(Point annotation dataset records)
○ ○ ○ ○

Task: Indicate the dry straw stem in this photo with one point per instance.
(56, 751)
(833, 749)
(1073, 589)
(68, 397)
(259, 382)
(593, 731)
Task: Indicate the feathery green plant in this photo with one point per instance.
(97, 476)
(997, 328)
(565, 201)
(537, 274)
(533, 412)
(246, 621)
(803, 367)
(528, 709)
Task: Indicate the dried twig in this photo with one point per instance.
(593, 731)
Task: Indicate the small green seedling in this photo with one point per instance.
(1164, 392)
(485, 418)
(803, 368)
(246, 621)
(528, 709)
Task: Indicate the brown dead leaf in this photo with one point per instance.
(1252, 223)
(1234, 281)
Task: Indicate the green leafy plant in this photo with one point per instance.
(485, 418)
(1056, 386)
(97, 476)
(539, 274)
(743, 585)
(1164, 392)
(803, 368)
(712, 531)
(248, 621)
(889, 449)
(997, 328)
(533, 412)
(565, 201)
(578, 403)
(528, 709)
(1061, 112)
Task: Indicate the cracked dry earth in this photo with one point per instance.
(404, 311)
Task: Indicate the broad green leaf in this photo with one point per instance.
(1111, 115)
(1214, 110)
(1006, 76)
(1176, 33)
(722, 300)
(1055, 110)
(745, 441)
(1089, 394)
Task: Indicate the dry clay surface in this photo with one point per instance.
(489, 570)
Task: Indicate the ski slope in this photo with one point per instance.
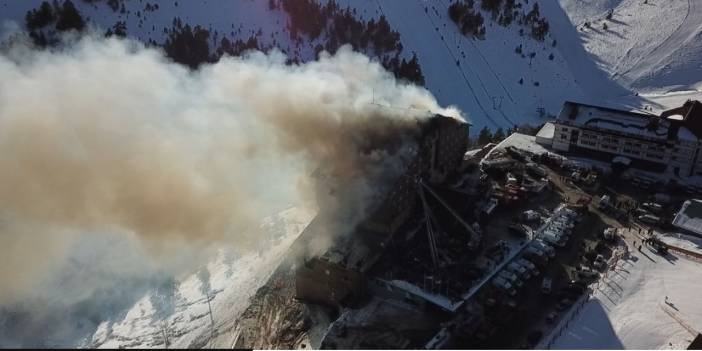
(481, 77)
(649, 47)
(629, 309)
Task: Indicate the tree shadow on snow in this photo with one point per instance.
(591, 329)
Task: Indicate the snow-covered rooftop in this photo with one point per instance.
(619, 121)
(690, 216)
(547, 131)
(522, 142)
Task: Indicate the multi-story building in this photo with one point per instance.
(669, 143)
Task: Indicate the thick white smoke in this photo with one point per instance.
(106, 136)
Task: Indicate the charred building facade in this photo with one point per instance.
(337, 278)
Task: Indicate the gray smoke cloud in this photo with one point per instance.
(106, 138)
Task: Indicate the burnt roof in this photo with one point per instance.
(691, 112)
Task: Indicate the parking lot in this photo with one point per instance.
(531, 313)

○ ○ ○ ○

Reproduce the records verbatim from the line containing "Task: Indicate the parking" through the end of the records, including both of those lines.

REPLY:
Task: Indicate the parking lot in this photo with one point per instance.
(531, 313)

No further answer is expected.